* [RECORDS SUPPLIED]
§ §
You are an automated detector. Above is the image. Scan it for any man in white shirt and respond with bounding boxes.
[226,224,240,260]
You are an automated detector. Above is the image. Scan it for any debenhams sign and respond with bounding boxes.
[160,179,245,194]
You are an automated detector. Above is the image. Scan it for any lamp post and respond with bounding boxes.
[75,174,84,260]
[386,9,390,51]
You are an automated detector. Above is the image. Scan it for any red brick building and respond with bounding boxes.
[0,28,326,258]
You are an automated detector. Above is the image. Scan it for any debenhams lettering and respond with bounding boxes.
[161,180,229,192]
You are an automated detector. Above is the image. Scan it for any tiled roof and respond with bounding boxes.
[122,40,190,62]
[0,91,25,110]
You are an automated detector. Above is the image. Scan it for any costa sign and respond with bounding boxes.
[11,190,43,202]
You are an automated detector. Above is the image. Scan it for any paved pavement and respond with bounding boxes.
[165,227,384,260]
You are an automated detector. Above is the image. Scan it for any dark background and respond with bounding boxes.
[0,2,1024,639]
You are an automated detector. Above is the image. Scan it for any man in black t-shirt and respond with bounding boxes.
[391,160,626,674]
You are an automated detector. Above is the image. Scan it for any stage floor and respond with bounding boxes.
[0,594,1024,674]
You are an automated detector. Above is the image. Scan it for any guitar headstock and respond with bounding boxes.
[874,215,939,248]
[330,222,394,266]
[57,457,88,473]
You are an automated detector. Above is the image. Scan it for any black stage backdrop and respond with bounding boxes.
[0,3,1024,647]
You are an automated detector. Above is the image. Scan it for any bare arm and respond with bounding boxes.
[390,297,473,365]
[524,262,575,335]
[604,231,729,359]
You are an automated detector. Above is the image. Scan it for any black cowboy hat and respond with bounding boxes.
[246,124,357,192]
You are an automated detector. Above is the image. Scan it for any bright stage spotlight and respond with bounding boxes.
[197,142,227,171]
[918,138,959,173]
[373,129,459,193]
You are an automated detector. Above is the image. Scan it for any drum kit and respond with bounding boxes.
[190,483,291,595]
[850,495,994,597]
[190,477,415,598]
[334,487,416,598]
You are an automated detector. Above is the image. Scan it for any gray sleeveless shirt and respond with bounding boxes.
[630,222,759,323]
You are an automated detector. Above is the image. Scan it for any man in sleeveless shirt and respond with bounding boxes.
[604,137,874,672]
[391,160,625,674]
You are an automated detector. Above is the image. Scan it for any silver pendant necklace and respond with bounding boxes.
§ §
* [TASK BRIEF] Rewrite the data above in full, switching every "automated detector" to "object detector" and leaving everything else unchanged.

* [EXERCISE RESPONSE]
You are an object detector. Above is the image. Scan it for any man in white shirt and respond with bounding boxes.
[226,224,240,260]
You are an object detector. Above is the image. Scan it for any debenhams sign and respond with bounding boxes.
[160,179,245,194]
You are an object detector. Above is the image. Scan it for any lamp post and respond with bounding boxes.
[75,174,84,260]
[386,9,390,51]
You are an object detector. Above is the image. Scan it for any red brick building and respond with bounding boxes.
[0,28,326,258]
You are an object detector. Above is the image. Scan it for any debenhams lettering and respond with bounding boxes.
[161,180,229,192]
You are an object detector. Above is the image. Scan it for any tiled roof and respond with bounding boxes.
[122,40,190,62]
[0,91,25,110]
You are an object detector. Above is the image. Scan it for any costa sign and respond with bounding boxes.
[11,190,43,202]
You are an object detector. Above is the image. Scan it for any paved pavement and respond with bounding boxes.
[165,227,384,260]
You are an object detector. Above is the image. Scan it for any dark background and respond with bounding boxes.
[0,2,1024,639]
You are an object detector. Above is the image. Scan it for any man in black t-shirt and respond with bounding boxes.
[391,160,626,674]
You are an object detector. Above is the image. Scan it for any stage floor and respond with bounding boxes.
[0,594,1024,674]
You are an object detector. Above is the image. Scan it for any guitar headstock and respond with bounding boxes.
[874,215,939,248]
[330,222,394,266]
[57,457,88,473]
You are an object detector. Above is the image. Scan it for any black stage backdrop and respond with bounding boxes.
[0,3,1024,647]
You are an object detector. Above is the image. Scan it for any bare arm and respond with bounding boxes.
[390,297,473,365]
[524,262,575,335]
[604,231,729,359]
You are an object detector. Above is the image. Scan it for any black cowboy hat and respond with bounding boxes.
[246,124,357,192]
You are an object detector. Above is the image. Scan it for any bright stage spotlight and respond with bounding boxes.
[197,142,227,171]
[918,138,959,173]
[373,129,459,193]
You are an object detector. Above is the image. Scan it for any drum kit and respond with bounding boxes.
[190,483,291,595]
[850,495,994,597]
[190,477,415,598]
[334,487,416,598]
You are an object detector. Above is the image. Scan it for any gray sleeveless shirt and respond with bounding boxes.
[630,222,759,323]
You are an object detector. Above is the image. Scan it for any man in sleeveless shirt and respond with bounding boxes.
[604,137,874,672]
[391,160,625,674]
You are an object detector. Above is the image. Scan it for any silver pendant necklace and respond with bounding boxes.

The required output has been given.